» **EXCERPTED PASSAGE**:
If a rigidly mounted stepping motor is rigidly coupled to a frictionless load and then stepped at a frequency near the resonant frequency, energy will be pumped into the resonant system, and the result of this is that the motor will literally lose control. There are three basic ways to deal with this problem:

Controlling resonance in the mechanism

Use of elastomeric motor mounts or elastomeric couplings between motor and load can drain energy out of the resonant system, preventing energy from accumulating to the extent that it allows the motor rotor to escape from control.

Or, viscous damping can be used. Here, the damping will not only draw energy out of the resonant modes of the system, but it will also subtract from the total torque available at higher speeds. Magnetic eddy current damping is equivalent to viscous damping for our purposes.

» **GIVEN MATERIAL**:

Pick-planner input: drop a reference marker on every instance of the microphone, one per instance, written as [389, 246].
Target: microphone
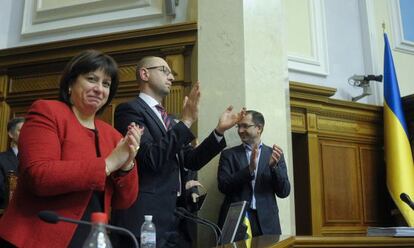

» **GOAL OF THE EXERCISE**: Rewrite the section of the stepping motor resonance passage that opens with the words "If a rigidly" and closes with "escape from control.", putting "rubber" wherever "elastomeric" appears.

» **THE REPLY**:
If a rigidly mounted stepping motor is rigidly coupled to a frictionless load and then stepped at a frequency near the resonant frequency, energy will be pumped into the resonant system, and the result of this is that the motor will literally lose control. There are three basic ways to deal with this problem:

Controlling resonance in the mechanism

Use of rubber motor mounts or rubber couplings between motor and load can drain energy out of the resonant system, preventing energy from accumulating to the extent that it allows the motor rotor to escape from control.